Work instructions → Take the stretch of lines from the one containing "the black coat" through the end and write it out again, substituting "lamp shade" for "lamp head" and keeping everything else the same.

====== Stored rows ======

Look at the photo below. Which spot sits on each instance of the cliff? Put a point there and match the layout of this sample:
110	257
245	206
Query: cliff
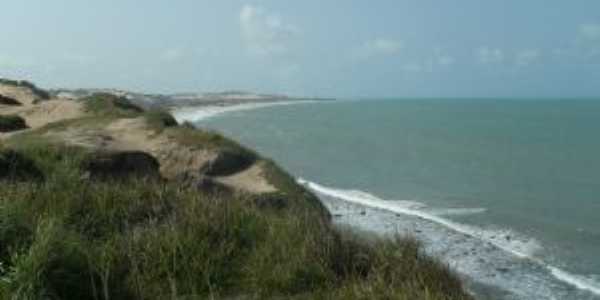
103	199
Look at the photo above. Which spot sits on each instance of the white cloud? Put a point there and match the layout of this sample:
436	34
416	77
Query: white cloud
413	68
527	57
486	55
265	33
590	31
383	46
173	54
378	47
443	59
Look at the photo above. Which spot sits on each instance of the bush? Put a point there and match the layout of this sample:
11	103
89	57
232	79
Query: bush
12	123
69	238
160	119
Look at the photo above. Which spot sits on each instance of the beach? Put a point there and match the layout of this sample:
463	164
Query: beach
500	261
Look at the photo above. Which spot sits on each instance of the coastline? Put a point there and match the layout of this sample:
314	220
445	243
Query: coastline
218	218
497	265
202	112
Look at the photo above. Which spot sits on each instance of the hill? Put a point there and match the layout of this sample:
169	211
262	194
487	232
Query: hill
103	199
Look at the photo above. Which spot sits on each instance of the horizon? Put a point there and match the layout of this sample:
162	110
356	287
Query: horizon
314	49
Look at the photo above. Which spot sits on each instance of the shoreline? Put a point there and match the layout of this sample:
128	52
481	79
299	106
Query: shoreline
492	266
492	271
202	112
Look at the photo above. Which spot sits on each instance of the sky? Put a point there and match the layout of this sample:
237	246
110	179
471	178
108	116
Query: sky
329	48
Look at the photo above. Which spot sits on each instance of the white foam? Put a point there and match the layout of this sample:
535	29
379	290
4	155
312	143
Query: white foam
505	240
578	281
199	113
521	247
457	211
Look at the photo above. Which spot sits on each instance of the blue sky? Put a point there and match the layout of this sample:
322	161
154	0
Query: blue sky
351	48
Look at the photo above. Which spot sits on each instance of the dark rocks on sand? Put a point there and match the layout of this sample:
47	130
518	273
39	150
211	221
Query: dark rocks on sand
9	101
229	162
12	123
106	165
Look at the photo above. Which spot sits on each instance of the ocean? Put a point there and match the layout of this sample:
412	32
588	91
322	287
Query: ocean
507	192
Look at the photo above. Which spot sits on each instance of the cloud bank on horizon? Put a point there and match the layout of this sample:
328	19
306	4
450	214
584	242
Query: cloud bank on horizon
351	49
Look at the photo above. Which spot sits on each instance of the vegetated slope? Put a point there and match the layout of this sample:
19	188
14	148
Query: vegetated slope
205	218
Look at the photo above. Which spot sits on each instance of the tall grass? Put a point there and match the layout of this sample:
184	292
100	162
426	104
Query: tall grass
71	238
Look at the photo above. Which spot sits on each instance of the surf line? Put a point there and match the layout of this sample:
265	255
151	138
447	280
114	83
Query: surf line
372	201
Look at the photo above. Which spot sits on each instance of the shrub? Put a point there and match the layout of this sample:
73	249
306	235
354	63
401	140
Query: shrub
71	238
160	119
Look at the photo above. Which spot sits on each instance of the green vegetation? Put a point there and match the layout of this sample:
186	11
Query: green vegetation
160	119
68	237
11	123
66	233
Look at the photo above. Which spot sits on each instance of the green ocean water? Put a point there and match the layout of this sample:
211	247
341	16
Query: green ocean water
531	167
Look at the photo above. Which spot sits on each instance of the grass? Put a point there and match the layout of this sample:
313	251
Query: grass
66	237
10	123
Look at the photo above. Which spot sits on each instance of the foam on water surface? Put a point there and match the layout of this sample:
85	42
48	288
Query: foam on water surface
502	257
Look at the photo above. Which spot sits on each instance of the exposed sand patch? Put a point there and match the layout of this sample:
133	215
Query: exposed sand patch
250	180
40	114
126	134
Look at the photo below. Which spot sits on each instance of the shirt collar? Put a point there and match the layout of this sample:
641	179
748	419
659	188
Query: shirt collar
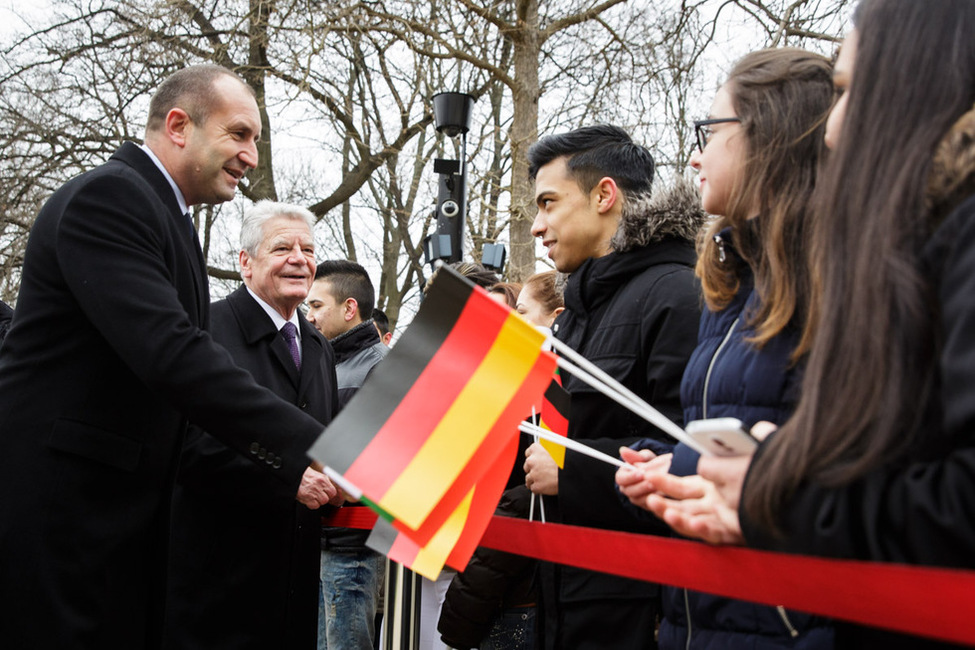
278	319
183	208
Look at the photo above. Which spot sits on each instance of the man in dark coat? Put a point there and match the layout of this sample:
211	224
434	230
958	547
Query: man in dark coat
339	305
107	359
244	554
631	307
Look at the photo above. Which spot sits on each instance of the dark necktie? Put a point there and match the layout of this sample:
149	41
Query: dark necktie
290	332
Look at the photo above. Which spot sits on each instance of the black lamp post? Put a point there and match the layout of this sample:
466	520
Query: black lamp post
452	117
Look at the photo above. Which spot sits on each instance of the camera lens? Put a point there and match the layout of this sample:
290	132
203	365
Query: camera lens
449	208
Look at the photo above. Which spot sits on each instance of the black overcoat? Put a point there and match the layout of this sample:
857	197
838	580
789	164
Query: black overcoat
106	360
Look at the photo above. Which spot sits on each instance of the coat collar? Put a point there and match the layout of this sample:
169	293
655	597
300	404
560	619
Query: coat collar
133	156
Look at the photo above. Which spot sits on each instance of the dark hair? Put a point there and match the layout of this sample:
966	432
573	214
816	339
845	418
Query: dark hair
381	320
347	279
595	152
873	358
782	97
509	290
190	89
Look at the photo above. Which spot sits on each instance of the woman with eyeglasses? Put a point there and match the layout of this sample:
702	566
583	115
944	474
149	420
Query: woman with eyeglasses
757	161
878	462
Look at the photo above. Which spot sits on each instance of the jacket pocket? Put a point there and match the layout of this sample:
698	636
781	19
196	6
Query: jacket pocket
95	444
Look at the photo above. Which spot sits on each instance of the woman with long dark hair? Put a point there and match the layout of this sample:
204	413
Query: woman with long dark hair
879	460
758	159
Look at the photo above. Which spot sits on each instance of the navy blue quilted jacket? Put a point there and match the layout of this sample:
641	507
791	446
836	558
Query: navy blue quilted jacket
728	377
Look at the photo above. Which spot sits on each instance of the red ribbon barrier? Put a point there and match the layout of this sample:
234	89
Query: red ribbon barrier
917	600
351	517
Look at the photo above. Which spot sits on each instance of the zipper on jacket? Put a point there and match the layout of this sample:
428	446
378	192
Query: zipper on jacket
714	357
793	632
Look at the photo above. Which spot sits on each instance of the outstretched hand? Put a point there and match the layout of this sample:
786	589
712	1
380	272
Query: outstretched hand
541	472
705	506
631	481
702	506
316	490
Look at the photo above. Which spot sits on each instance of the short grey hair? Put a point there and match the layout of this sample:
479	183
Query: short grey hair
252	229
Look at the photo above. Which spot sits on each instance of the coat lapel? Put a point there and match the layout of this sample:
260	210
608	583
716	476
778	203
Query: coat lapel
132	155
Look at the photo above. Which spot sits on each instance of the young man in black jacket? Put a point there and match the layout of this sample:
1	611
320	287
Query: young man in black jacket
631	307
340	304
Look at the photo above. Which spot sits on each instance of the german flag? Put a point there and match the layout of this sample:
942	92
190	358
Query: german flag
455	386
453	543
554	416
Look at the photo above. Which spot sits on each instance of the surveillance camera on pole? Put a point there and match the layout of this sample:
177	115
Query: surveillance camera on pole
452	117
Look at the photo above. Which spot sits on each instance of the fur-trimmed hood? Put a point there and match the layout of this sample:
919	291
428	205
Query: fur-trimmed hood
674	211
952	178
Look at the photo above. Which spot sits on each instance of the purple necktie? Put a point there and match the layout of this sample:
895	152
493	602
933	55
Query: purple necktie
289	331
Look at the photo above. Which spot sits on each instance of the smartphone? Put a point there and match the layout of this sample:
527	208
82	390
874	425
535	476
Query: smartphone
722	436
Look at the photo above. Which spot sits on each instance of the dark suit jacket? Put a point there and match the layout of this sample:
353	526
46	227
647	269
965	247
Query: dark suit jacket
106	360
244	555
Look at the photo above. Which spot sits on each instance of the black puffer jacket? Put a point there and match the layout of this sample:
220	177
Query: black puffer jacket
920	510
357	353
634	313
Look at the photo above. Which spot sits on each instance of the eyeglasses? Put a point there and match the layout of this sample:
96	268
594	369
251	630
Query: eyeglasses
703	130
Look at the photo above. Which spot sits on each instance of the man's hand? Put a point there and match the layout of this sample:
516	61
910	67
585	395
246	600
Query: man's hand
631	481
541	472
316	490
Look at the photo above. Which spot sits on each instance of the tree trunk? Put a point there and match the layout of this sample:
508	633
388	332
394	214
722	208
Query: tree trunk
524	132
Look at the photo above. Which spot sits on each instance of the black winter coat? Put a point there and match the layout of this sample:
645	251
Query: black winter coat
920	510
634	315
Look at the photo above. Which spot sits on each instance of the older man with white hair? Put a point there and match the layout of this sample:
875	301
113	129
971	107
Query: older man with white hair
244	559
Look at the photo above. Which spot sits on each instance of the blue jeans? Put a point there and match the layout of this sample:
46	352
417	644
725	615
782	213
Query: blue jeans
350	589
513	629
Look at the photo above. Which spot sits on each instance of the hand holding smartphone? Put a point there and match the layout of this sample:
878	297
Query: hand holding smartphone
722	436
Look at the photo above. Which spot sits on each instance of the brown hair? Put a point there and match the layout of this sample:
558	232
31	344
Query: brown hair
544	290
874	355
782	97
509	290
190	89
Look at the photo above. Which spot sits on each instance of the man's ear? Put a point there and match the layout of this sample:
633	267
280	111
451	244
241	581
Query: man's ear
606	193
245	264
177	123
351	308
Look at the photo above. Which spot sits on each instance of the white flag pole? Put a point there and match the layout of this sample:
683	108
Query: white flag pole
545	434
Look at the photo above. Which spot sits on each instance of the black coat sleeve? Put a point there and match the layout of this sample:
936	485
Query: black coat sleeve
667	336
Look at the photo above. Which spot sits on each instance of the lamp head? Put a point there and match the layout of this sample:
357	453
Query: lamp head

======

Expected answer →
Look at the photo above. Which spot sits on each instance of the black coat sleeve? Put a point there and match the layout of this sample:
936	485
Query: black coat sleeve
667	336
Look at the photo above. Which spot sits on each instance of the lamp shade? Put a point there and match the layout of this sample:
357	453
Query: lamp shade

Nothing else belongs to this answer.